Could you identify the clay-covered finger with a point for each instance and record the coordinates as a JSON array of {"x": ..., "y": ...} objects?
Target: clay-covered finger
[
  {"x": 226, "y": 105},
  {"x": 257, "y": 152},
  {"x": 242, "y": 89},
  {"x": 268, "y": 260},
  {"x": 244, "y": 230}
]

▶ Exercise goal: Set the entries above down once more, exactly as they stand.

▶ Solution for this task:
Could you identify the clay-covered finger with a point for each instance and record the coordinates as a JSON array of {"x": ..., "y": ...} objects?
Target: clay-covered finger
[
  {"x": 226, "y": 105},
  {"x": 257, "y": 152},
  {"x": 242, "y": 89},
  {"x": 268, "y": 260},
  {"x": 244, "y": 230}
]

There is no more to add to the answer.